[START OF Data in this exercise]

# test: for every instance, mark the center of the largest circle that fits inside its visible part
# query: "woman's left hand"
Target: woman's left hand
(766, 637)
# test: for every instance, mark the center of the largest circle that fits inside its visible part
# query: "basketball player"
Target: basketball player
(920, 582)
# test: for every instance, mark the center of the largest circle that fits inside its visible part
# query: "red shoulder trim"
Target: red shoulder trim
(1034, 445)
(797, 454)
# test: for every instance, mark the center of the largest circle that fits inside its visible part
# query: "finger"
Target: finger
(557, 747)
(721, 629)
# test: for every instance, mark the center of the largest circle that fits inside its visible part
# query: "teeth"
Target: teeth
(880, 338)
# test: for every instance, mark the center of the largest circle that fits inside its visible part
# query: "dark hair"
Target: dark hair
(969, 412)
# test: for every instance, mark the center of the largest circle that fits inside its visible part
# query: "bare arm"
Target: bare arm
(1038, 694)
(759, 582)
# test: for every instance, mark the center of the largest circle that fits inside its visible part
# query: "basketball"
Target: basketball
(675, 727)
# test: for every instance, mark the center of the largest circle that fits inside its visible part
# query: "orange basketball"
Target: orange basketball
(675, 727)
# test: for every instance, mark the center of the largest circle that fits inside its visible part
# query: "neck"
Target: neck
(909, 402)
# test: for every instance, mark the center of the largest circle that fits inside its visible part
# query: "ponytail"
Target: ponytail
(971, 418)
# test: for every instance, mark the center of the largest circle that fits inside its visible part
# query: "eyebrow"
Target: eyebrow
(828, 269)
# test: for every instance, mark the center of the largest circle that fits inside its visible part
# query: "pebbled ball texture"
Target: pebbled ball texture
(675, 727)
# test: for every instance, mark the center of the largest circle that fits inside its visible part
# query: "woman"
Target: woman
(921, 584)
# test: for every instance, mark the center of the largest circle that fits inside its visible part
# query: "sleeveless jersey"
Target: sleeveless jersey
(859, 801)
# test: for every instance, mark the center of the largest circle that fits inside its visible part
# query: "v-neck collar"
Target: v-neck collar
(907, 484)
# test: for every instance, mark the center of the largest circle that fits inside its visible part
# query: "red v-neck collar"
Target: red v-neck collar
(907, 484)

[END OF Data in this exercise]

From the listing above, reproduce all the lines exactly.

# test: for every instance, mark the center of the largest circle that fits inside its visible part
# query: "woman's left hand"
Target: woman's left hand
(766, 637)
# test: for every instance, mark the center of the largest circle that fits inside its visible part
# query: "basketball player"
Target: basketball player
(920, 582)
# test: for every instance, mark the center of the largest circle that fits inside its visible part
# query: "red shoulder trim"
Target: red shoulder trim
(1034, 445)
(797, 454)
# test: for every instance, mark the center of the largest circle that fits inside its visible part
# query: "finger"
Target: finger
(557, 747)
(721, 629)
# test: for every instance, mark the center of the largest circle that fits inside its visible part
# query: "teeth"
Target: teeth
(880, 338)
# test: for every instance, mark the center of the largest circle that fits inside its visible part
# query: "dark hair"
Target: dark hair
(969, 412)
# test: for every instance, mark the center of the largest circle that fits inside its visible part
# query: "bare arm"
Target: bare arm
(1038, 694)
(759, 582)
# test: for every instance, mark the center of the largest circle that fits inside its visible part
# query: "basketball"
Target: basketball
(675, 727)
# test: for every instance, mark the center of the largest circle that fits inside its visible part
# query: "orange basketball"
Target: orange basketball
(675, 727)
# test: for every instance, mark the center of the largest circle that fits inside its visible part
# query: "neck"
Target: neck
(909, 402)
# test: for every instance, mark the center of the largest circle that fits inside its visible part
# query: "ponytail"
Target: ponytail
(971, 418)
# test: for every instance, mark the center of the largest circle that fits inside its visible part
# query: "eyebrow"
Target: eyebrow
(828, 269)
# test: for every instance, mark the center of the largest circle that fits inside its visible part
# query: "pebbled ball texture"
Target: pebbled ball texture
(675, 727)
# test: for every instance, mark the center of the largest circle that fits inside its visible part
# query: "woman"
Target: woman
(921, 584)
# test: for every instance, mark the center of the largest circle that fits inside its visible part
# query: "sleeveless jersey"
Target: sleeveless jersey
(859, 801)
# test: for every instance, mark the center of the largest circle that fits inside its visible part
# query: "v-neck collar"
Target: v-neck collar
(907, 484)
# test: for every instance, mark the center of the largest circle that fits inside its visible part
# query: "red v-neck collar"
Target: red v-neck collar
(907, 484)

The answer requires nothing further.